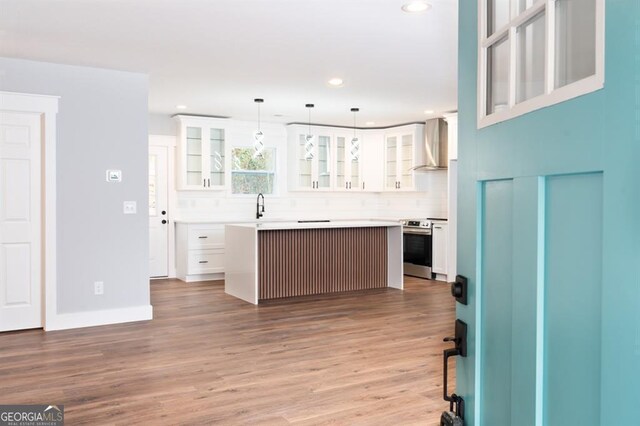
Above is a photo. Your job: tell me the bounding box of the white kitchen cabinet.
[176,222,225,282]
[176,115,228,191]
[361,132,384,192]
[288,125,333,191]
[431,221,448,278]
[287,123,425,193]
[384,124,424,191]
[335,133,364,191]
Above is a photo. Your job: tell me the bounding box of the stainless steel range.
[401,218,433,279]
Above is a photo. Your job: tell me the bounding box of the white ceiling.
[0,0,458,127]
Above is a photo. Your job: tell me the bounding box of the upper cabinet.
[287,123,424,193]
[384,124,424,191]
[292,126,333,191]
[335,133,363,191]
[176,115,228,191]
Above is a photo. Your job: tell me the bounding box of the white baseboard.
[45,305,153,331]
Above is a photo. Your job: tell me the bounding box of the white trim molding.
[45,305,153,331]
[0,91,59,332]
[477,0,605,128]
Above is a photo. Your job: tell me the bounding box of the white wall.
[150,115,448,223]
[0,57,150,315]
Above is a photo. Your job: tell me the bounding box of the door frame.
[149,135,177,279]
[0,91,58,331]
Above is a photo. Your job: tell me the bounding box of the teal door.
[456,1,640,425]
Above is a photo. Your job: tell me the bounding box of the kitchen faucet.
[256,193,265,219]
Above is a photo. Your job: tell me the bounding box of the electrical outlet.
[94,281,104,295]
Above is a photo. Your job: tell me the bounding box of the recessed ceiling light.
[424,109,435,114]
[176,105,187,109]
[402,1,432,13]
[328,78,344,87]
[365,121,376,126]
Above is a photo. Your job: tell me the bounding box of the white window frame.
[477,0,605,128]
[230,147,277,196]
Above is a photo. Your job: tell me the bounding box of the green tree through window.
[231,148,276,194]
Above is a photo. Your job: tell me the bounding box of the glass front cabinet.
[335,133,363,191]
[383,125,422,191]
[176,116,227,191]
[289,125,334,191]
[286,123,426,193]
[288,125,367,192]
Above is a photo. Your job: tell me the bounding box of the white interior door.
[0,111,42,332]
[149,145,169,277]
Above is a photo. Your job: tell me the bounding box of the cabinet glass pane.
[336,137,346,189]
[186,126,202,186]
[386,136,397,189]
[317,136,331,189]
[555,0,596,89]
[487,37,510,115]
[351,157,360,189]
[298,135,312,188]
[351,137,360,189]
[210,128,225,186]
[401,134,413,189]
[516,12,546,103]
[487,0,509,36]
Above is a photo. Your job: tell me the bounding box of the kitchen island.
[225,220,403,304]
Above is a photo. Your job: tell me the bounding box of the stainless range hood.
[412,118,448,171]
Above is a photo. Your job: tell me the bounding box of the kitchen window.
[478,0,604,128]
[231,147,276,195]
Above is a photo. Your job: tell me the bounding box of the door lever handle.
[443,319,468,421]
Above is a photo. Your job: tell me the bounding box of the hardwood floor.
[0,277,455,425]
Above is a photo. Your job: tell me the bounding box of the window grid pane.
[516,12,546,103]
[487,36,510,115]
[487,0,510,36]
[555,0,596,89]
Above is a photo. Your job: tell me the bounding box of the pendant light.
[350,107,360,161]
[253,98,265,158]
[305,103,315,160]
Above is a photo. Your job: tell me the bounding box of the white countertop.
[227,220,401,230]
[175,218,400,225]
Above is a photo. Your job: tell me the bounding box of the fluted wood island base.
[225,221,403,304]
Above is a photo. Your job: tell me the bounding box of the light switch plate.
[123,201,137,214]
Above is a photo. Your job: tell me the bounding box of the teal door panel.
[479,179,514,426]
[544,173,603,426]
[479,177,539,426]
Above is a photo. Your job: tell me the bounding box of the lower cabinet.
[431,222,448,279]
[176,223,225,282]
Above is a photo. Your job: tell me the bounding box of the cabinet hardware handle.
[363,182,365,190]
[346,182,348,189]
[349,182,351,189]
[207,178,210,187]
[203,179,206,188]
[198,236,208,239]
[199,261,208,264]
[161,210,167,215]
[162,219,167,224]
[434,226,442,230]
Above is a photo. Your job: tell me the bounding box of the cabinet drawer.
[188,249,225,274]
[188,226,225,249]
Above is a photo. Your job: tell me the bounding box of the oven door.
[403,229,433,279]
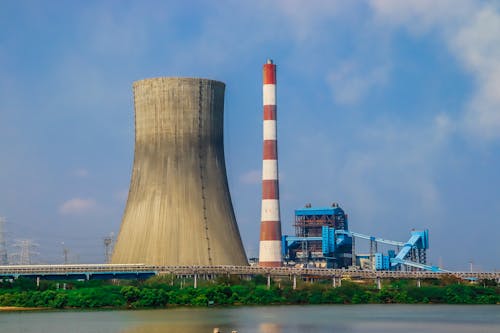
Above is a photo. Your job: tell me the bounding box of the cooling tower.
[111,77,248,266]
************
» **WHAT THIS TASK INVOLVES**
The records above must be printed exactly, but the pictures they hold should be omitted.

» **WRITTEN SOLUTION**
Above is a photo. Your job: tell me the bounding box of the white kitchen cabinet.
[176,222,225,282]
[176,115,228,191]
[361,132,384,192]
[288,125,333,191]
[431,221,448,278]
[287,123,425,193]
[384,124,424,191]
[335,133,364,191]
Above is a photo. Your job: tell me the bounding box of the stainless steel range.
[401,218,433,279]
Above is a photo. Your job: tell me the bounding box of the white ceiling.
[0,0,458,127]
Above is a photo. Your job: tell me the bounding box of the upper cabinet.
[287,123,424,193]
[384,124,424,191]
[292,126,333,191]
[335,133,363,191]
[176,115,228,191]
Above is a photo. Your job: tell me the bounding box of the white baseboard.
[45,305,153,331]
Above is a photo. Your job: tell me the bounding box of the white trim molding.
[45,305,153,331]
[0,91,59,332]
[477,0,605,128]
Above is a photo. Your job: tell me the bounding box of the white wall.
[150,115,448,223]
[0,57,150,315]
Above is a photo. Your job: tell me the bounding box of the door frame.
[149,135,177,279]
[0,91,58,331]
Above is a photo. Your job: tell me the bounding box of the teal door.
[456,1,640,425]
Above is a photo. Your job: tell me the bounding box of the kitchen faucet.
[256,193,265,219]
Above is a photo. Your job: tell me the bounding box of the electrical outlet.
[94,281,104,295]
Above is a photo. Your job: tell me the bounding box of the recessed ceiling light.
[424,109,435,114]
[176,105,187,109]
[402,1,432,13]
[328,78,344,87]
[365,121,376,126]
Above is a photo. Your job: tell me the bounding box of the white window frame.
[477,0,605,128]
[230,147,277,196]
Above is a photo. Your job: tell me the bounding box of the green tree through window.
[231,148,276,194]
Above is a photo. Your job: tell me the bounding box of the glass front cabinet.
[335,133,363,191]
[383,125,422,191]
[176,116,227,191]
[289,125,334,191]
[286,123,426,193]
[288,125,367,192]
Above is a photo. Your job: tell me the bounding box of the white interior door.
[0,111,42,332]
[149,145,169,277]
Above is a photo. Your job: tell me the bounding box of the cabinet glass pane.
[336,137,346,189]
[186,126,202,186]
[386,136,397,189]
[317,136,331,189]
[555,0,596,89]
[487,37,510,115]
[351,157,360,189]
[298,135,312,188]
[351,137,360,189]
[210,128,225,186]
[401,134,413,189]
[516,12,546,103]
[487,0,509,36]
Above is a photo. Your job: tell me the bounding box of the kitchen island.
[225,220,403,304]
Above is a photo. Your job: tell me the bounding box of the stainless range hood.
[412,118,448,171]
Above is a photo. Your job: tell me the bounding box of the kitchen window.
[478,0,604,128]
[231,147,276,195]
Above is a photo. Your job: tell me the bounding box of the door lever handle.
[443,319,468,421]
Above is a photo. Your job: tell me the bounding box of the hardwood floor.
[0,277,455,425]
Above is a photo. Your job: tell me the bounding box of the window grid pane.
[516,12,546,103]
[487,36,510,115]
[487,0,510,36]
[555,0,596,89]
Above is a photo. Your job: tell me the bounding box of the pendant light.
[350,107,360,161]
[253,98,265,158]
[305,103,315,160]
Above is a photo. Your job: tell me the bounding box of the white countertop.
[227,220,401,230]
[175,218,400,225]
Above is a photo. Your job: tell me the bounding box of the fluted wood island base.
[225,221,403,304]
Above is a photo. Your job: tell me the bounding box of the light switch plate.
[123,201,137,214]
Above is a photo. Your job: tell me the bounding box of the teal door panel.
[479,179,514,426]
[544,173,603,426]
[479,177,539,426]
Above is a photo. Your job: tell me the bounding box of the lower cabinet.
[431,222,448,279]
[176,223,225,282]
Above is a photo. Your job: tell me the bounding box of the cabinet hardware handle.
[363,182,365,190]
[346,182,348,189]
[349,182,351,189]
[207,178,210,187]
[203,179,206,188]
[198,236,208,239]
[199,261,208,264]
[161,210,167,215]
[162,219,167,224]
[434,226,442,230]
Above is a photo. Your job: tell me the bounding box of the cabinet drawer.
[188,249,225,274]
[188,226,225,249]
Above is a photo. Your job: tell me the bounding box of the oven door.
[403,229,433,279]
Above is a photo. Your job: tell me the bounding box of the cooling tower.
[111,77,248,266]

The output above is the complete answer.